* [Exercise instructions] From the records below, pull each line that has "coffee".

* [Supplied data]
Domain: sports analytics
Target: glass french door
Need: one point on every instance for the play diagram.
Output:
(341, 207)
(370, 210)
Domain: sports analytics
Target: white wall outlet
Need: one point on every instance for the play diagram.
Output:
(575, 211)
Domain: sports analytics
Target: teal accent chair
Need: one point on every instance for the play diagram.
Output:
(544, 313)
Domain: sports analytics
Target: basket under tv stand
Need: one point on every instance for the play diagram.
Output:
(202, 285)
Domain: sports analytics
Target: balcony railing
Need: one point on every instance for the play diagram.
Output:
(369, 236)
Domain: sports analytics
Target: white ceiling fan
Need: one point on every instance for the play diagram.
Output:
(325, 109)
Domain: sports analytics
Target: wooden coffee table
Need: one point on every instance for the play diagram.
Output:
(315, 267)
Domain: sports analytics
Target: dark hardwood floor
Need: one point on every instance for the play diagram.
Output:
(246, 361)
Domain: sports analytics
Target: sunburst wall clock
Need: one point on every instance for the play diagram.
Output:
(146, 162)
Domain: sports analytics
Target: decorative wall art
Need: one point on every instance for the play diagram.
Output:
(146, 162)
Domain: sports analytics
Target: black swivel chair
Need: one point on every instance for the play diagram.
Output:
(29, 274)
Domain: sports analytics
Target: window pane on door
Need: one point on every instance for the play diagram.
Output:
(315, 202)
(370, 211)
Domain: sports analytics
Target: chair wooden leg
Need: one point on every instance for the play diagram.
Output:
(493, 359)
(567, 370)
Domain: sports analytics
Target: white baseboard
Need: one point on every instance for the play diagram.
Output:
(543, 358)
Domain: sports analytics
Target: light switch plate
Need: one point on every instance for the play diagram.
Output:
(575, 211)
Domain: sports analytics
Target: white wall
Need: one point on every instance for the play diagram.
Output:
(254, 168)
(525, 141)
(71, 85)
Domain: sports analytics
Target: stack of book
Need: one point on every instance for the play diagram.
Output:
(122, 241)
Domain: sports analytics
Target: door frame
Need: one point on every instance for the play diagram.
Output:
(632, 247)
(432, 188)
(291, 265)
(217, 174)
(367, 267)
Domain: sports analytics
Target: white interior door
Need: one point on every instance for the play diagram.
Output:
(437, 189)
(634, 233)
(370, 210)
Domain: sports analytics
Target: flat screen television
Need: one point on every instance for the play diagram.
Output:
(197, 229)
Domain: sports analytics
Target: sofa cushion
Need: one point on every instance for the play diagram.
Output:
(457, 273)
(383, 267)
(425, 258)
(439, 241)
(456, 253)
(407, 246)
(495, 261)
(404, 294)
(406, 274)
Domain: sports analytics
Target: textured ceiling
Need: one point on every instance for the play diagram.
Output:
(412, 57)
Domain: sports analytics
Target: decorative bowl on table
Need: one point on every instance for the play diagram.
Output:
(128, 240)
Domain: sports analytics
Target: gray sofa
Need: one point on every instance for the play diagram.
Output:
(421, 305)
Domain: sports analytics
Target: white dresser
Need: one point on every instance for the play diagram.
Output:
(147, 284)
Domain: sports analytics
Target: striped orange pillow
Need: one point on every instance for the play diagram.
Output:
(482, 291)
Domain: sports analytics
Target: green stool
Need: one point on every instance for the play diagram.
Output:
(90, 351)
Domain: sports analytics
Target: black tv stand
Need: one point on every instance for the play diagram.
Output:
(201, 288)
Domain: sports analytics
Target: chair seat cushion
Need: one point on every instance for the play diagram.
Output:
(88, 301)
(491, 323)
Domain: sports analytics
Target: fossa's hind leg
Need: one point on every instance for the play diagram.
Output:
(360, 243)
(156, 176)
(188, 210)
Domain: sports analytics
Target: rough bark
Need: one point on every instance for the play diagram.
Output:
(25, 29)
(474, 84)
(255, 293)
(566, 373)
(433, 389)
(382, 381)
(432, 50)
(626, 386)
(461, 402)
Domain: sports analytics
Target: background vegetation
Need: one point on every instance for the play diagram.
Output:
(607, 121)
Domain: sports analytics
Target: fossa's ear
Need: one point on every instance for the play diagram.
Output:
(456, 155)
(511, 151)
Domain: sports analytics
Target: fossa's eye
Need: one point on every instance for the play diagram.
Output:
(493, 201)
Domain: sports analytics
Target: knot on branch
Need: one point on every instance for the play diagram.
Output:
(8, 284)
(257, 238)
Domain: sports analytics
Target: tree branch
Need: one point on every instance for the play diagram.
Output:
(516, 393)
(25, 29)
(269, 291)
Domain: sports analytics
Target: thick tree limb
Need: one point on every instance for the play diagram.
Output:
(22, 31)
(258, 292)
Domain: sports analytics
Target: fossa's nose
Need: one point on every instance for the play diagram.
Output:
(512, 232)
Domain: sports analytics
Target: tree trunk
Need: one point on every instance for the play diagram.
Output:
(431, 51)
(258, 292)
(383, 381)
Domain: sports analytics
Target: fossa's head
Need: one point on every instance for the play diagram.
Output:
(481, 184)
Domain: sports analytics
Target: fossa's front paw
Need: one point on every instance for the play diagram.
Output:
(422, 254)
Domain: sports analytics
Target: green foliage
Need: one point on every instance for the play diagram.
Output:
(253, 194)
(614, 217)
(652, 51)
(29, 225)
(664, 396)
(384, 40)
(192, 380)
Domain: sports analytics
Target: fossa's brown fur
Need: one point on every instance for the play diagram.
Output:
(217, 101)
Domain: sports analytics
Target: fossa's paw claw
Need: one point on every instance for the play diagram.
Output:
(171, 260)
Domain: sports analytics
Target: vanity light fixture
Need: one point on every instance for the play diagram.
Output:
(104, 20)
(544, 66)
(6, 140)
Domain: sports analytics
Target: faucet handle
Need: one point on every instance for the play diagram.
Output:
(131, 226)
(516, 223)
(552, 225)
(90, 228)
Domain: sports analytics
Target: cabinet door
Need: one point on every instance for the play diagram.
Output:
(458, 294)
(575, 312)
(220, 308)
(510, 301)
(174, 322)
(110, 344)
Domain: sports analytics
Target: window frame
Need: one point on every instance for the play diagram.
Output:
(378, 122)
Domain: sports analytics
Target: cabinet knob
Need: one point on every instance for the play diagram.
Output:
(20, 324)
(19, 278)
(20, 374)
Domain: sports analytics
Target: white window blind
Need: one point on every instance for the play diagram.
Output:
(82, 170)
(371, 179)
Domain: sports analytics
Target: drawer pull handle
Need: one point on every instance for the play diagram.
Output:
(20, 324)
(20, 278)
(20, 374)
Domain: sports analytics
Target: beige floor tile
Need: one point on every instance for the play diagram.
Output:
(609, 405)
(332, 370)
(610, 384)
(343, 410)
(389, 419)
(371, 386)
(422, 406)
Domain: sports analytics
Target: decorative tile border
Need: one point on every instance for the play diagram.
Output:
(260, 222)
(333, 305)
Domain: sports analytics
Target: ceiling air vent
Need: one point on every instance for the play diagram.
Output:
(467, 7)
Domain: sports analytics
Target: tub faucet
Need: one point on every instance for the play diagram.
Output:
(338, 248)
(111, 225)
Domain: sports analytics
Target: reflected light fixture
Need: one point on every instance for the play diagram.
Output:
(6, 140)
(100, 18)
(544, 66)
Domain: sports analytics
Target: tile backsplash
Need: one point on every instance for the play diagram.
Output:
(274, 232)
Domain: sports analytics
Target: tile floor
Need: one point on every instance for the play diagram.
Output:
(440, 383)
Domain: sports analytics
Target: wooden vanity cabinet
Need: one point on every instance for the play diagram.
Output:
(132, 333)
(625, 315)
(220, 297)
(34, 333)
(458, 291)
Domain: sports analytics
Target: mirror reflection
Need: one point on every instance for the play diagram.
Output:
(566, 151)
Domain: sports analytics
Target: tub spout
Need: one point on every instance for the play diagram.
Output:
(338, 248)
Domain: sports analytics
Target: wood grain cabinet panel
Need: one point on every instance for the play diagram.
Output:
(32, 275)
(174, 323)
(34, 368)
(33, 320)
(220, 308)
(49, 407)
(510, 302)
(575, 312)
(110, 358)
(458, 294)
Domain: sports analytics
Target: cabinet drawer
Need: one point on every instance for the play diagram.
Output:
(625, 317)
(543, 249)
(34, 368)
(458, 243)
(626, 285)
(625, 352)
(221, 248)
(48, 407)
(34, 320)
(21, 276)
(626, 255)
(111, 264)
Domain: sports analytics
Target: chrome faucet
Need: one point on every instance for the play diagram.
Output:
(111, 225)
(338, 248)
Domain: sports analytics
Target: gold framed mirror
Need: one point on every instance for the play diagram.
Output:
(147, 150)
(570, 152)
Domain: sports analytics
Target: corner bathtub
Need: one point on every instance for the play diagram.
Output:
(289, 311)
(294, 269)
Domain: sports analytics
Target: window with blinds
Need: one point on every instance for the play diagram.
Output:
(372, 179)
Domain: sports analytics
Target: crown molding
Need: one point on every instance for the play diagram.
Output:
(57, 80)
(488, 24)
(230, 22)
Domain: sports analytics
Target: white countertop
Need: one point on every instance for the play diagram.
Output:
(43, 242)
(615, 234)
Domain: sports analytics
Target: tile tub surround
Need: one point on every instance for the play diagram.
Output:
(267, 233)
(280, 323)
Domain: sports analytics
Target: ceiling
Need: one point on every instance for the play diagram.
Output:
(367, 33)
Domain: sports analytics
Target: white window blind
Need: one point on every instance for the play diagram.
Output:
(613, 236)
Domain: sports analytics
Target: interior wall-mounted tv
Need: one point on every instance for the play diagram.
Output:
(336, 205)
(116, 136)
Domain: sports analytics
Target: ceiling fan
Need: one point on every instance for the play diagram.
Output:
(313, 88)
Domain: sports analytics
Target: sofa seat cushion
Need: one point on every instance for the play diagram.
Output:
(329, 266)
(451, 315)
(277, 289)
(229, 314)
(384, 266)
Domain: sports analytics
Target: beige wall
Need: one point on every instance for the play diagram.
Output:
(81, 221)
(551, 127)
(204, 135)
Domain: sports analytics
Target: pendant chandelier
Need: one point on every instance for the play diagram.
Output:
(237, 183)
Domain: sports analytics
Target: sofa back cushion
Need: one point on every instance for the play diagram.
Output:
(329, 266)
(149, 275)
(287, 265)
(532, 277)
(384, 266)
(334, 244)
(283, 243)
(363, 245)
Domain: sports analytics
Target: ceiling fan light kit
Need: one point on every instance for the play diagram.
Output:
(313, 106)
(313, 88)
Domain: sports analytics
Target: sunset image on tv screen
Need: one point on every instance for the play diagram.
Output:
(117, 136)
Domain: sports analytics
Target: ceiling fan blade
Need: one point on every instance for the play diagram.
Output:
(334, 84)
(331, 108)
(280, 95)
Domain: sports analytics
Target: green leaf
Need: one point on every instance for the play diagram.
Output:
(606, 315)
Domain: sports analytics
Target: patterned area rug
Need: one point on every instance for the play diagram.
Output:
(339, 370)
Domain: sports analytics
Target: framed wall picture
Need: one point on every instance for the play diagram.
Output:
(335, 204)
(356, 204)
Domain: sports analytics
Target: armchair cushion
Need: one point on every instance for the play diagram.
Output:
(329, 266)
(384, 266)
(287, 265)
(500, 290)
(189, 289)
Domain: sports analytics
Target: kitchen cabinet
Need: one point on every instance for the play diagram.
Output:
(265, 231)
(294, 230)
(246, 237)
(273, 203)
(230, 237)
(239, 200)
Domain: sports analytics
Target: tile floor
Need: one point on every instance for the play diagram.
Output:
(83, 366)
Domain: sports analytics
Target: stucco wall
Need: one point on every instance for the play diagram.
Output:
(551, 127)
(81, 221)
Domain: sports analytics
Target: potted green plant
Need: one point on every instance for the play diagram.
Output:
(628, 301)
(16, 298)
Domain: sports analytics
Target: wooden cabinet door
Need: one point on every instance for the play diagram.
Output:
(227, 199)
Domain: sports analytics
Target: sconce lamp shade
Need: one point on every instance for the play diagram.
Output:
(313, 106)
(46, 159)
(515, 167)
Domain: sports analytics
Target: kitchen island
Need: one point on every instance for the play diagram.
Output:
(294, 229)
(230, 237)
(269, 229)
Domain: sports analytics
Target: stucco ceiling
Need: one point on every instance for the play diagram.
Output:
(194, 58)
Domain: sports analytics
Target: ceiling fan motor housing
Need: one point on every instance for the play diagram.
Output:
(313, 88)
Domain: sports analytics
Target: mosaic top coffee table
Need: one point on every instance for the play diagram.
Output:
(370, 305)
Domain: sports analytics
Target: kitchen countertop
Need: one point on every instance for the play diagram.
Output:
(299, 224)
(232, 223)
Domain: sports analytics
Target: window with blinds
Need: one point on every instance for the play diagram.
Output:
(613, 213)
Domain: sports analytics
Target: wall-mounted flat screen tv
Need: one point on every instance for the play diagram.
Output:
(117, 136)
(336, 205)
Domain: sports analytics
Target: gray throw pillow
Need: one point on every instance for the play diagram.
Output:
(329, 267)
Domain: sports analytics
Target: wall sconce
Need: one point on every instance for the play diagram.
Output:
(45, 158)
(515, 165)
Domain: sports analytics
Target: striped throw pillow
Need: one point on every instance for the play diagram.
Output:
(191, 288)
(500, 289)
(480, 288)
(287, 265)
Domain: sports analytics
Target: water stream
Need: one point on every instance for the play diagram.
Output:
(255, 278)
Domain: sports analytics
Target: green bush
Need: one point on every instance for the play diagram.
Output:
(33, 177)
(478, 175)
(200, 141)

* [Task output]
Target: wooden coffee table
Target: mosaic top coffee table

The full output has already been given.